## What you will do
The expected response is the entire set of entries, copied exactly.
Source material Start Marker
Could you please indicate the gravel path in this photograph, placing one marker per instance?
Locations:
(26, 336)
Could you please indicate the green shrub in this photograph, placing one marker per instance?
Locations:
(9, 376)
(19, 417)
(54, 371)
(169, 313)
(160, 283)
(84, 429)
Source material End Marker
## Exercise result
Could you please indicate the gravel path in this photograph, placing one marker per instance?
Locations:
(26, 336)
Could you please indicate the green shrub in this photograph, placing one marker per instance?
Locations:
(9, 376)
(19, 417)
(54, 371)
(169, 313)
(160, 283)
(84, 429)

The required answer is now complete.